[Tarefa do exercício A]
Segundo a fonte, em que data o STF apreciou o recurso ordinário em HC 163.334/SC?

[Fonte]
• • • •
A decisão se baseia em premissa errada, levando à conclusão equivocada (também errada).

sexta-feira, 25 de fevereiro de 2022

Atualizado às 08:00

 (Imagem: Arte Migalhas)

(Imagem: Arte Migalhas)

O STF, em 18/12/19, ao apreciar recurso ordinário em HC 163.334/SC1, que discutia a prisão, ou não, de contribuinte inadimplente com o recolhimento de ICMS, enquadrou tal fato como crime contra a ordem tributária, previsto no art. 2º, II da lei 8.137/902, conforme esta ementa:

Ementa:

DIREITO PENAL. RECURSO EM HABEAS CORPUS. NÃO RECOLHIMENTO DO VALOR DE ICMS COBRADO DO ADQUIRENTE DA MERCADORIA OU SERVIÇO. TIPICIDADE
1. O contribuinte que deixa de recolher o valor do ICMS cobrado do adquirente da mercadoria ou serviço apropria-se de valor de tributo, realizando o tipo penal do art. 2º, II, da Lei nº 8.137/1990.
2. Em primeiro lugar, uma interpretação semântica e sistemática da regra penal indica a adequação típica da conduta, pois a lei não faz diferenciação entre as espécies de sujeitos passivos tributários, exigindo apenas a cobrança do valor do tributo seguida da falta de seu recolhimento aos cofres públicos.
3. Em segundo lugar, uma interpretação histórica, a partir dos trabalhos legislativos, demonstra a intenção do Congresso Nacional de tipificar a conduta. De igual modo, do ponto de vista do direito comparado, constata-se não se tratar de excentricidade brasileira, pois se encontram tipos penais assemelhados em países como Itália, Portugal e EUA.
• • • •
[Entradas do exercício]
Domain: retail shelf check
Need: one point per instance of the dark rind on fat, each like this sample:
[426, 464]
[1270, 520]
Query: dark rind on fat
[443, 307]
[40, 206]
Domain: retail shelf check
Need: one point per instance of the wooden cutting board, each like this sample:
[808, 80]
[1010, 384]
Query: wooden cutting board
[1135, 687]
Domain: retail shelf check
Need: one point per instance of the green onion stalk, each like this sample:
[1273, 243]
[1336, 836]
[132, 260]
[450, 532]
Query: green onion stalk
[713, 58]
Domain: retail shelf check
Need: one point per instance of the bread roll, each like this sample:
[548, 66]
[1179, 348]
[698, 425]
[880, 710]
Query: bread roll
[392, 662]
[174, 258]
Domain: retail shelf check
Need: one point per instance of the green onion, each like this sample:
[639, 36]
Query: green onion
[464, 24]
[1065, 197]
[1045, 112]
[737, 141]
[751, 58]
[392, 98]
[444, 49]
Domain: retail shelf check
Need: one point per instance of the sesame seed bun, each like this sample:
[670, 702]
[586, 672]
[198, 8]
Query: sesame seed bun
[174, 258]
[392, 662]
• • • •
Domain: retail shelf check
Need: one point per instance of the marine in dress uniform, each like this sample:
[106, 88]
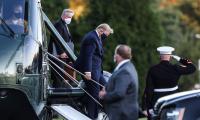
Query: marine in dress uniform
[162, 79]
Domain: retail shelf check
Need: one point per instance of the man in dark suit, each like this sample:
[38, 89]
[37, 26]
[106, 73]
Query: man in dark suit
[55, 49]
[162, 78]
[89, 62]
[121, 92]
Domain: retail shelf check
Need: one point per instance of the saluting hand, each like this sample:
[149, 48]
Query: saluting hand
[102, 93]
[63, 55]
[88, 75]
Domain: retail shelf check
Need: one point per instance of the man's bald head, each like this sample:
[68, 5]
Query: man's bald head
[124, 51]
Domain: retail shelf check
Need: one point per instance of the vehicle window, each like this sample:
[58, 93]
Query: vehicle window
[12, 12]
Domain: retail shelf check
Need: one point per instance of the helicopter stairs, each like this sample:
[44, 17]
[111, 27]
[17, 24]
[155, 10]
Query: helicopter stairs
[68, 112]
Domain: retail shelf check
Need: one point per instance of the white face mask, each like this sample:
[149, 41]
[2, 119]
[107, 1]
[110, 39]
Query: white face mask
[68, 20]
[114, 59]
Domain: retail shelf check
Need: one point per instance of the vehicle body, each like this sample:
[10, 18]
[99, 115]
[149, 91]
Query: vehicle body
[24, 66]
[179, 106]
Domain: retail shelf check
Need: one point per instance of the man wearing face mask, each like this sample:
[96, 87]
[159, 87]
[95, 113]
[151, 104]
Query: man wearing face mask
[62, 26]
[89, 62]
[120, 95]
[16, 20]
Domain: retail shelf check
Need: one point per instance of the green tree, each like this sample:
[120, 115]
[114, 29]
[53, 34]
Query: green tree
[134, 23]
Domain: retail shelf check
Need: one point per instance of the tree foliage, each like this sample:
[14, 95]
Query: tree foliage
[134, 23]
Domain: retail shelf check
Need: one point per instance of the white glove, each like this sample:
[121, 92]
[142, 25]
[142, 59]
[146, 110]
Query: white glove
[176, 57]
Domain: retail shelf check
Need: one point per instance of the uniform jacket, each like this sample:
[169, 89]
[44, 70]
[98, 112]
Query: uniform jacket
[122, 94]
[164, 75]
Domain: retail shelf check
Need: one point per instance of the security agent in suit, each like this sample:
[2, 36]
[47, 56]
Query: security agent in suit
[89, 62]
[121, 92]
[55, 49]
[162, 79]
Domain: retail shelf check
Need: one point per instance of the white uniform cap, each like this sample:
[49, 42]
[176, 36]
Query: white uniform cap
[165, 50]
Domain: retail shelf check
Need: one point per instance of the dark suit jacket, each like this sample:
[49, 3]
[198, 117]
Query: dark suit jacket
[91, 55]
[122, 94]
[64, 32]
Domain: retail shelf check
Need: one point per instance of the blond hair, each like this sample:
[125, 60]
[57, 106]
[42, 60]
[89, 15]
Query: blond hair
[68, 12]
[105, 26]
• • • •
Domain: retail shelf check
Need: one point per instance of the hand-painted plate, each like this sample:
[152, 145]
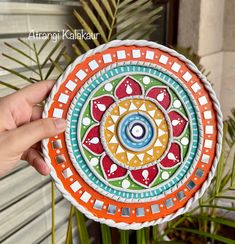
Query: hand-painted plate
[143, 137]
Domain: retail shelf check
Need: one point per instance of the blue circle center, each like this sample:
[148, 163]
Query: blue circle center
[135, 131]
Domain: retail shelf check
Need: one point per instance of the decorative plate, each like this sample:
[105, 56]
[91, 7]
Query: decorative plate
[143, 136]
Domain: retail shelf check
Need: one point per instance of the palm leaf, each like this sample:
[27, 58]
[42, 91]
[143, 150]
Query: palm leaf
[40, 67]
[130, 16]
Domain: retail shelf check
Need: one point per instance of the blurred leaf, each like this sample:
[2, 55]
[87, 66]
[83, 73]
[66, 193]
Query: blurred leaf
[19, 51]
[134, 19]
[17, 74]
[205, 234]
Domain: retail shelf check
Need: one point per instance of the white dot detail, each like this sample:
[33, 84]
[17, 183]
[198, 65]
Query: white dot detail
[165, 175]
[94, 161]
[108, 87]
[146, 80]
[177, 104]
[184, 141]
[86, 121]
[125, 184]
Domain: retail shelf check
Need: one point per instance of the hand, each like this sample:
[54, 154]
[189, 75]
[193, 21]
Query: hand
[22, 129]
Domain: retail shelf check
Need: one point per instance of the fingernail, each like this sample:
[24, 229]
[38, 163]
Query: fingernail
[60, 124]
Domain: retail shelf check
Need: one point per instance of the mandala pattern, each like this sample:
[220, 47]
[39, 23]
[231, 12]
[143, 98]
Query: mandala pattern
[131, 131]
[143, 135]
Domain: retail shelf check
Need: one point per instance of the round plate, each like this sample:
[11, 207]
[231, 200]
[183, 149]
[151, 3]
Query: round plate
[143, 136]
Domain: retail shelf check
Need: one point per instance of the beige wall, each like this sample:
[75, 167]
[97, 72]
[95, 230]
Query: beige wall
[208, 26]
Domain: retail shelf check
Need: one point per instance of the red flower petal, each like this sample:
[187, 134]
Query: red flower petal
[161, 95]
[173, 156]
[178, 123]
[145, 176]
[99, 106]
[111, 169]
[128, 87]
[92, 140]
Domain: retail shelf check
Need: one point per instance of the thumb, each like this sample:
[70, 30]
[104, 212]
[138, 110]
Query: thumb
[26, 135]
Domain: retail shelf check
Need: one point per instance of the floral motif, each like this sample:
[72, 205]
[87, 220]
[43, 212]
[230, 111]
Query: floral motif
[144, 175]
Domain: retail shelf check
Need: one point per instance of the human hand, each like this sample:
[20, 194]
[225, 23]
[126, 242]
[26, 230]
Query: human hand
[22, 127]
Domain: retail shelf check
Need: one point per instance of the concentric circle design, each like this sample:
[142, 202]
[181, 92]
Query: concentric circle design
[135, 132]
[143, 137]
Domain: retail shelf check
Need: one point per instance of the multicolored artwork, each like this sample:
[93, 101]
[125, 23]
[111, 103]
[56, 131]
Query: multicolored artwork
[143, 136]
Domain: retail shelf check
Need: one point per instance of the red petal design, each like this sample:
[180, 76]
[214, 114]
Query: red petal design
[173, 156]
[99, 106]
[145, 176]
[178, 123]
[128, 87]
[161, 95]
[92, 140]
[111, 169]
• • • •
[Tarefa do exercício B]
Conte quantas linhas das entradas contêm a palavra "suit", levando em conta maiúsculas e minúsculas. Responda só com o número.

[Resposta completa A]
Em 18/12/19.

[Resposta completa B]
6